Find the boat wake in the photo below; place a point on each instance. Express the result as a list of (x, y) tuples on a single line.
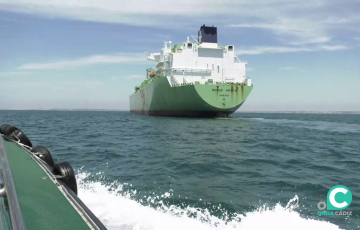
[(120, 211)]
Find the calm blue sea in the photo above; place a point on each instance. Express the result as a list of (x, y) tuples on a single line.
[(250, 171)]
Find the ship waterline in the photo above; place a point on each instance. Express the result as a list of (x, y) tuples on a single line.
[(159, 98)]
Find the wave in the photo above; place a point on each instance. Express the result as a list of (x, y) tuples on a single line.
[(119, 210)]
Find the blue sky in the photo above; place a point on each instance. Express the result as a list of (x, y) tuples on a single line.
[(302, 55)]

#### Directive
Reproduce the entries unchanged, starting with the line that contains "Find the ship" and continuing through the final line of the entries, with both of those lines included.

#### Reply
Find the ship waterline in the photo above; place a point on each instance. Express the result as a list of (x, y) tuples on a single line.
[(159, 98)]
Find the wave in the photo above; place a point on each instance. Express the result as a list of (x, y) tuples on a single line.
[(119, 210)]
Find the blue sky in the photo above; place a point on each instance. Express the result as a list of (x, y) tuples on a single line.
[(302, 55)]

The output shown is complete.